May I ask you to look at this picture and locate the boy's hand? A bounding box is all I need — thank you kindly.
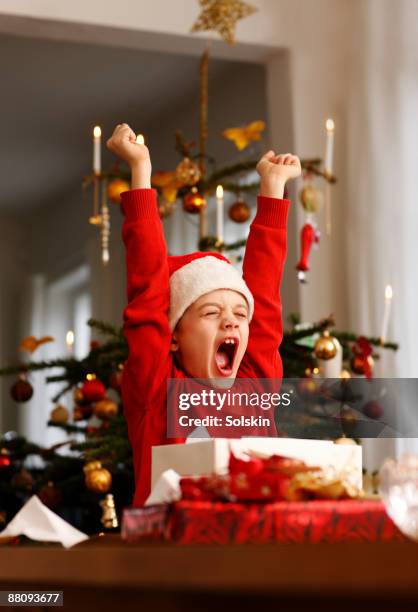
[256,150,302,198]
[107,123,151,189]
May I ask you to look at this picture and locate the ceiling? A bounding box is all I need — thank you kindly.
[0,32,235,213]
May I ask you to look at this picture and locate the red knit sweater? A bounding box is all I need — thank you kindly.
[121,188,290,506]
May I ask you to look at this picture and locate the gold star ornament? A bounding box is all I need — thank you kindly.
[192,0,258,45]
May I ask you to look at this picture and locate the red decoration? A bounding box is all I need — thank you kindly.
[363,400,384,420]
[0,455,11,470]
[228,199,250,223]
[81,378,106,403]
[122,500,406,545]
[38,482,62,509]
[10,375,33,403]
[296,222,320,281]
[351,337,374,378]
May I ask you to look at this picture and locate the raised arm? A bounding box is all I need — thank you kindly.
[107,125,172,420]
[240,151,301,378]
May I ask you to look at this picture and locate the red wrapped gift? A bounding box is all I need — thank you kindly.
[168,499,406,545]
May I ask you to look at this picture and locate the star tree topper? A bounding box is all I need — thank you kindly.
[192,0,257,45]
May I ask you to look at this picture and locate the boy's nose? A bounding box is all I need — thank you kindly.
[221,316,239,329]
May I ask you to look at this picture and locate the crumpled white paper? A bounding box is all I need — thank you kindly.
[144,469,181,506]
[0,495,89,548]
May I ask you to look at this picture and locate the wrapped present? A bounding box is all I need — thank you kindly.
[121,499,406,545]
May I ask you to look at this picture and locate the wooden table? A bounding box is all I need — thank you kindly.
[1,536,417,611]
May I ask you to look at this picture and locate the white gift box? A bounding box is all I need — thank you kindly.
[152,438,362,489]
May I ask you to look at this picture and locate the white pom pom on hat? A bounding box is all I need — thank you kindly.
[168,252,254,331]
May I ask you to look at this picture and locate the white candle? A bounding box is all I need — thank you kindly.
[66,330,74,355]
[324,119,335,173]
[380,285,393,344]
[93,126,102,174]
[136,133,145,145]
[216,185,224,243]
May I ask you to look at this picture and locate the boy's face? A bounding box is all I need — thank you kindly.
[171,289,249,382]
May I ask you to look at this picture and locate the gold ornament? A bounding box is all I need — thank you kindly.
[74,387,85,404]
[84,460,112,494]
[299,184,323,214]
[223,120,265,151]
[175,157,201,186]
[73,406,84,421]
[152,171,182,203]
[314,330,338,360]
[94,398,118,420]
[183,187,207,214]
[228,199,250,223]
[334,437,357,445]
[191,0,257,45]
[100,493,119,529]
[107,179,130,204]
[50,404,69,424]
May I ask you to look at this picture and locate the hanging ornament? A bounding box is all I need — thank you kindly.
[0,449,11,470]
[73,406,84,422]
[228,198,250,223]
[50,404,69,424]
[296,222,320,282]
[175,157,201,186]
[314,330,338,361]
[191,0,257,45]
[340,407,356,436]
[109,365,124,392]
[183,187,207,214]
[107,178,130,204]
[84,460,112,494]
[94,398,118,420]
[10,373,33,403]
[222,120,265,150]
[350,337,374,378]
[11,468,34,491]
[38,481,62,509]
[299,184,323,214]
[81,376,106,403]
[363,400,384,420]
[100,494,119,529]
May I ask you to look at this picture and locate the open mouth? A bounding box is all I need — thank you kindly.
[215,338,239,376]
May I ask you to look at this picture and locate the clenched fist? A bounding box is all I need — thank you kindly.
[256,150,302,198]
[107,123,151,189]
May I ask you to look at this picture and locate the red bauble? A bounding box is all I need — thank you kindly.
[81,378,106,403]
[0,455,11,469]
[10,376,33,403]
[363,400,384,420]
[350,354,374,376]
[228,199,250,223]
[183,188,206,214]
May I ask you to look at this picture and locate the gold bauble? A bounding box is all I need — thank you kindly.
[175,157,201,186]
[314,330,338,360]
[73,406,84,421]
[107,179,130,204]
[94,398,118,420]
[183,187,207,214]
[74,388,85,405]
[84,461,112,494]
[50,404,69,424]
[228,199,250,223]
[299,184,323,214]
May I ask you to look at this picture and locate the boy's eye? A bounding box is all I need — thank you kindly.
[204,311,219,316]
[236,312,247,319]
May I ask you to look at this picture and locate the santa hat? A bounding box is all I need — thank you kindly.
[168,252,254,331]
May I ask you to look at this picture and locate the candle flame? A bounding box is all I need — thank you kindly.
[385,285,393,300]
[66,330,74,347]
[86,373,96,381]
[326,119,335,132]
[216,185,224,199]
[136,134,145,145]
[93,126,102,138]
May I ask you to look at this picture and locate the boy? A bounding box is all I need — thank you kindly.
[107,123,301,506]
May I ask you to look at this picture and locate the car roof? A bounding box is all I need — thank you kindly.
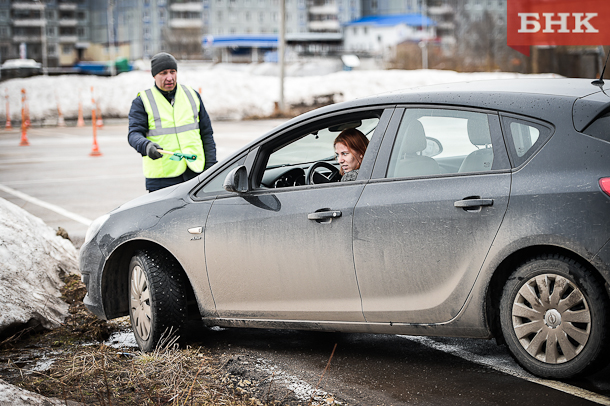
[288,78,610,132]
[389,78,603,98]
[349,78,606,108]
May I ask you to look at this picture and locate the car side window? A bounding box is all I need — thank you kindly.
[257,115,380,188]
[386,108,497,178]
[501,115,553,168]
[509,122,539,157]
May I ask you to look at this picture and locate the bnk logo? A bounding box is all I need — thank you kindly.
[517,13,598,33]
[507,0,610,56]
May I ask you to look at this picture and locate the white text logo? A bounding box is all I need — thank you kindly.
[517,12,599,33]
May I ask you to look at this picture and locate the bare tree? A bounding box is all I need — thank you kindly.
[162,27,202,60]
[452,3,527,72]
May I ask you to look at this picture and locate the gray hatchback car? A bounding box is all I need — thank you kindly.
[80,78,610,379]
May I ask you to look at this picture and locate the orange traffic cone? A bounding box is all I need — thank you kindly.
[96,104,104,128]
[5,93,12,129]
[77,98,85,127]
[56,95,66,127]
[25,103,30,128]
[89,87,101,156]
[19,89,29,146]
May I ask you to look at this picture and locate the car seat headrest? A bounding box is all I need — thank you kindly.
[399,120,427,155]
[467,118,491,146]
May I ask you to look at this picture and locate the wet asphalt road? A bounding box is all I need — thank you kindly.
[1,122,609,405]
[191,327,610,406]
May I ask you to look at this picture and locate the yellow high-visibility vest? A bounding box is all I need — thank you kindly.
[139,84,205,178]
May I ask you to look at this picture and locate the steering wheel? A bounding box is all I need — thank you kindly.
[306,161,341,185]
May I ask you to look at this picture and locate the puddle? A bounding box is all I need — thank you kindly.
[104,330,138,349]
[0,350,62,378]
[31,356,55,372]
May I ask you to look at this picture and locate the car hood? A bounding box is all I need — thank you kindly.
[111,182,187,214]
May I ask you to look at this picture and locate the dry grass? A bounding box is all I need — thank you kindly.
[1,274,268,406]
[9,340,263,405]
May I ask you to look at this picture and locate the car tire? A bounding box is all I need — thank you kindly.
[128,250,187,352]
[499,254,610,379]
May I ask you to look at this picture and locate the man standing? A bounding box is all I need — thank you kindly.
[128,52,217,192]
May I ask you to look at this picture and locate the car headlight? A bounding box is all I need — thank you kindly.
[84,214,110,244]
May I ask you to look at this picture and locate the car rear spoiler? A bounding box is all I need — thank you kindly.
[573,90,610,132]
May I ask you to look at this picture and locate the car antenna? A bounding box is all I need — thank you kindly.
[592,47,610,90]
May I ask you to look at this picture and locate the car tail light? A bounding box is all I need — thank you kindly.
[600,178,610,197]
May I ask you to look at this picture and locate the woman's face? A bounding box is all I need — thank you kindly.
[335,142,362,173]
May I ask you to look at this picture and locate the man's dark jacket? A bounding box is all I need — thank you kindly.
[128,84,217,192]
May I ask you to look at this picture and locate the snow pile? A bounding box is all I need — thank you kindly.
[0,65,558,123]
[0,379,82,406]
[0,197,79,337]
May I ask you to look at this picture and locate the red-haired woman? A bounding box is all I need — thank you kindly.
[333,128,369,181]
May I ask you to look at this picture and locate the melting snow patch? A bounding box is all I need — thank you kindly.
[0,197,79,336]
[1,68,559,123]
[0,378,73,406]
[31,356,56,372]
[105,330,138,349]
[254,358,342,405]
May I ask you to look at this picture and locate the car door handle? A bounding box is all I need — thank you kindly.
[454,198,494,208]
[308,210,342,220]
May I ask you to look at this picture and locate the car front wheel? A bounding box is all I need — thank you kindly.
[499,254,610,379]
[129,250,187,352]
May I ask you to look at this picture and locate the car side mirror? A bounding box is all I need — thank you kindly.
[223,165,250,193]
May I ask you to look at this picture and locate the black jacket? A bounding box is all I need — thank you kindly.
[128,84,217,191]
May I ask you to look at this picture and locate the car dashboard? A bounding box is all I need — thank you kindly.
[261,162,339,188]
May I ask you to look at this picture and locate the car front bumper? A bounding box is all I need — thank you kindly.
[79,239,108,320]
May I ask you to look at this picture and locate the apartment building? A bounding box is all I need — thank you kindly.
[166,0,202,59]
[0,0,474,67]
[204,0,365,61]
[90,0,200,62]
[0,0,205,68]
[0,0,91,68]
[362,0,422,16]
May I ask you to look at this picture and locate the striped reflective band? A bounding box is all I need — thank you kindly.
[148,122,199,136]
[144,89,162,129]
[181,84,199,122]
[145,84,198,133]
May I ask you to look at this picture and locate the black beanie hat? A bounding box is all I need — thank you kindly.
[151,52,177,77]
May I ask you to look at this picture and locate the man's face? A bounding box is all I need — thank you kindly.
[154,69,177,91]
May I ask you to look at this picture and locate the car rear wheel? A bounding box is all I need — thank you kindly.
[499,255,610,379]
[129,250,187,352]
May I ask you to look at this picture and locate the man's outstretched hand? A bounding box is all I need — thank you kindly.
[146,142,163,160]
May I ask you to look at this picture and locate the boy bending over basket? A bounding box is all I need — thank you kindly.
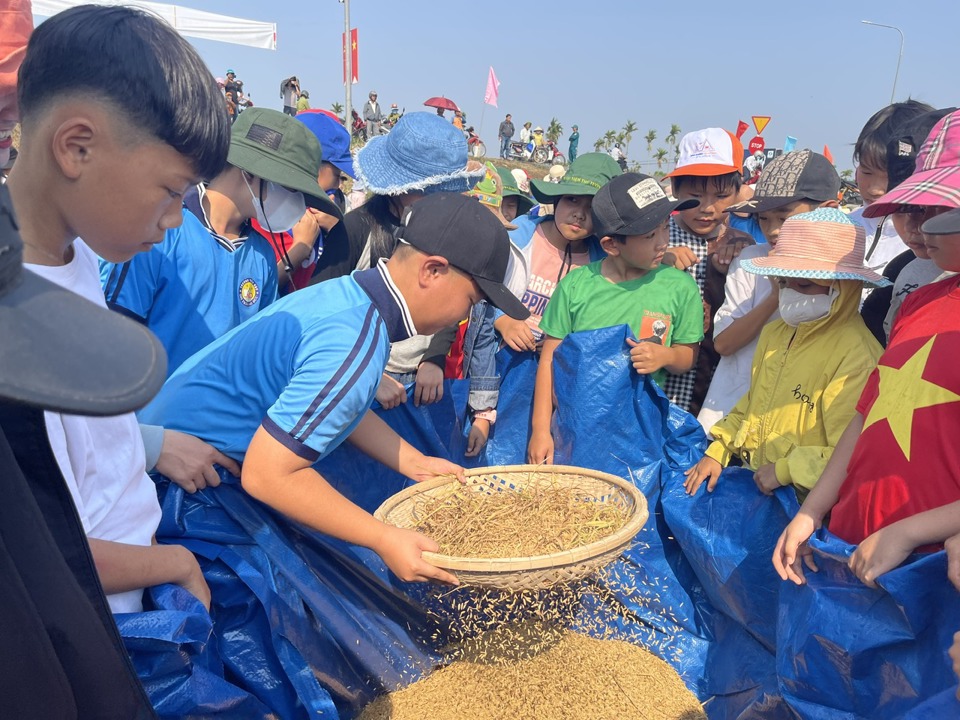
[142,193,530,584]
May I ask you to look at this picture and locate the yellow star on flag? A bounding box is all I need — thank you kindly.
[862,336,960,461]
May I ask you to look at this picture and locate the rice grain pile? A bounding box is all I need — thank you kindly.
[411,477,628,559]
[359,624,705,720]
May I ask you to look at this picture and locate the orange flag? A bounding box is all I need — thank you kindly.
[823,145,834,164]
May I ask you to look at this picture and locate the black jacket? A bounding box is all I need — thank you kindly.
[0,402,155,719]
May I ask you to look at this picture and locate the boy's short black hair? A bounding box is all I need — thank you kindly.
[853,99,934,168]
[671,171,742,197]
[18,5,229,181]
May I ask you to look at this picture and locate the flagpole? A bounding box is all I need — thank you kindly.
[340,0,352,130]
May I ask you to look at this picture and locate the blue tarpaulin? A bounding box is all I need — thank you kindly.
[123,326,959,718]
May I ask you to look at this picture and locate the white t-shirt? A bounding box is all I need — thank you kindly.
[884,258,954,340]
[848,206,904,278]
[27,240,162,614]
[698,244,779,433]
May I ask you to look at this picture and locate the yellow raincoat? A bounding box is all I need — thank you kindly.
[704,280,883,497]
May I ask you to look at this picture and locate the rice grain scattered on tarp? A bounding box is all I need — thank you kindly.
[359,626,705,720]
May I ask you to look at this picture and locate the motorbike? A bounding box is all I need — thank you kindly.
[537,140,566,166]
[506,139,565,165]
[465,126,485,158]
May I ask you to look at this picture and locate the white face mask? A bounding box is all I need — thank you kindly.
[778,285,838,327]
[244,175,307,232]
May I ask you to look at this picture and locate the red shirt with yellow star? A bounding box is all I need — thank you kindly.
[830,275,960,546]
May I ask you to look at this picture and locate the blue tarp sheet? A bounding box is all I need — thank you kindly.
[124,326,959,718]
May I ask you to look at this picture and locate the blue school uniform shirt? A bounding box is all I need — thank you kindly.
[139,261,415,464]
[100,185,279,376]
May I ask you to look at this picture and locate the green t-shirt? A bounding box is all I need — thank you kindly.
[539,261,704,387]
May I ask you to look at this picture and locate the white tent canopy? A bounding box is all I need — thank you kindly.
[32,0,277,50]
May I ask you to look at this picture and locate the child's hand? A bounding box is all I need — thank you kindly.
[627,338,670,375]
[773,512,819,585]
[312,208,340,232]
[527,430,554,465]
[753,464,781,495]
[950,631,960,692]
[494,315,536,352]
[710,237,751,272]
[683,455,722,495]
[156,430,241,492]
[414,362,444,407]
[171,545,212,610]
[374,525,459,585]
[409,455,464,484]
[662,245,698,270]
[376,373,407,409]
[465,418,490,457]
[946,532,960,592]
[848,524,915,588]
[291,210,322,248]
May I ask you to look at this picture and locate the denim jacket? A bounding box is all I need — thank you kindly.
[462,301,499,415]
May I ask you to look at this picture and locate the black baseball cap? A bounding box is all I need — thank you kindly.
[0,186,167,415]
[591,173,697,238]
[395,193,529,320]
[725,150,840,214]
[920,207,960,235]
[885,108,956,190]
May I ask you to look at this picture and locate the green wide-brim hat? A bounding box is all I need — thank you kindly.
[496,166,534,215]
[529,153,622,204]
[227,107,341,218]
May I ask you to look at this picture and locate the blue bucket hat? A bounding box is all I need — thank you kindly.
[295,110,355,179]
[354,112,485,196]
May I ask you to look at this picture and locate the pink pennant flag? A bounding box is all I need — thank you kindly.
[483,66,500,107]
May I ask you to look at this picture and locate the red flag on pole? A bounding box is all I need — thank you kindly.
[823,144,834,164]
[342,28,359,85]
[736,120,749,139]
[484,66,500,107]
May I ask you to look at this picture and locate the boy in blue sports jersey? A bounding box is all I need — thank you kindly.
[142,193,530,584]
[101,108,342,376]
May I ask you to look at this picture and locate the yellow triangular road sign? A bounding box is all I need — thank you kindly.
[752,116,771,135]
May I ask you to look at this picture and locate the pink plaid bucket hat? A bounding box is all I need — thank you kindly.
[741,208,890,287]
[863,109,960,217]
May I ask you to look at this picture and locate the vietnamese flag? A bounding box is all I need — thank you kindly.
[823,144,834,164]
[830,282,960,546]
[736,120,749,139]
[341,28,359,85]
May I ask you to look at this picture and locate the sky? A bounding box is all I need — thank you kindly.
[38,0,960,172]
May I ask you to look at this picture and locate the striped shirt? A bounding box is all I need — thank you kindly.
[140,260,415,464]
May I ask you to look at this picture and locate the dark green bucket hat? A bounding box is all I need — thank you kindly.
[496,166,534,216]
[529,152,622,205]
[227,107,341,218]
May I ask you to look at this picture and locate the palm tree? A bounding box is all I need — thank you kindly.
[546,117,563,144]
[622,120,637,154]
[645,129,657,153]
[666,124,682,147]
[593,138,605,152]
[603,130,617,150]
[654,148,669,170]
[840,168,854,181]
[332,102,344,123]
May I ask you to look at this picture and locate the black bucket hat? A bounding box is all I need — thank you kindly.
[0,186,166,414]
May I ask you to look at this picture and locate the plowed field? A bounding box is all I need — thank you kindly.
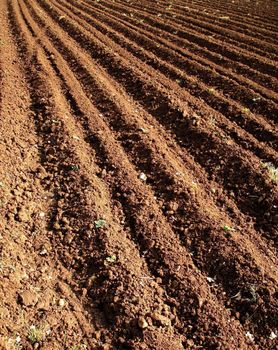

# # # #

## TASK TO CARRY OUT
Pictures should be omitted. Please return exactly the lines from the line that holds "locate the vietnamese" through the end of the records.

## WRITTEN SOLUTION
May I ask you to look at this picture and locate the vietnamese flag? A bounding box is all I need — thank you kindly.
[823,144,834,164]
[830,282,960,546]
[736,120,749,139]
[341,28,359,85]
May I ask you to look at this picture and locate the sky? A bounding box is all I need — thank you kindly.
[38,0,960,172]
May I ask you to look at this picture and locate the striped shirt? A bounding box is all I need — thank you kindly.
[140,260,415,464]
May I ask you to look at this picture and locate the dark green bucket hat? A bounding box is all I need — thank you kindly.
[496,166,534,216]
[529,152,622,205]
[227,107,341,218]
May I ask you to look at this picture and locate the palm tree? A bounding box is all I need — thank you kindly.
[546,117,563,144]
[622,120,637,154]
[645,129,657,153]
[666,124,682,147]
[593,138,605,152]
[603,130,617,150]
[654,148,669,170]
[840,168,854,181]
[332,102,344,123]
May I ask you to look at this picture and locate the black bucket hat? A bounding box is all I need — thank you kindly.
[0,186,166,414]
May I ask you to look at this picture and locate the plowed field? A bounding box is all I need — thank you kindly.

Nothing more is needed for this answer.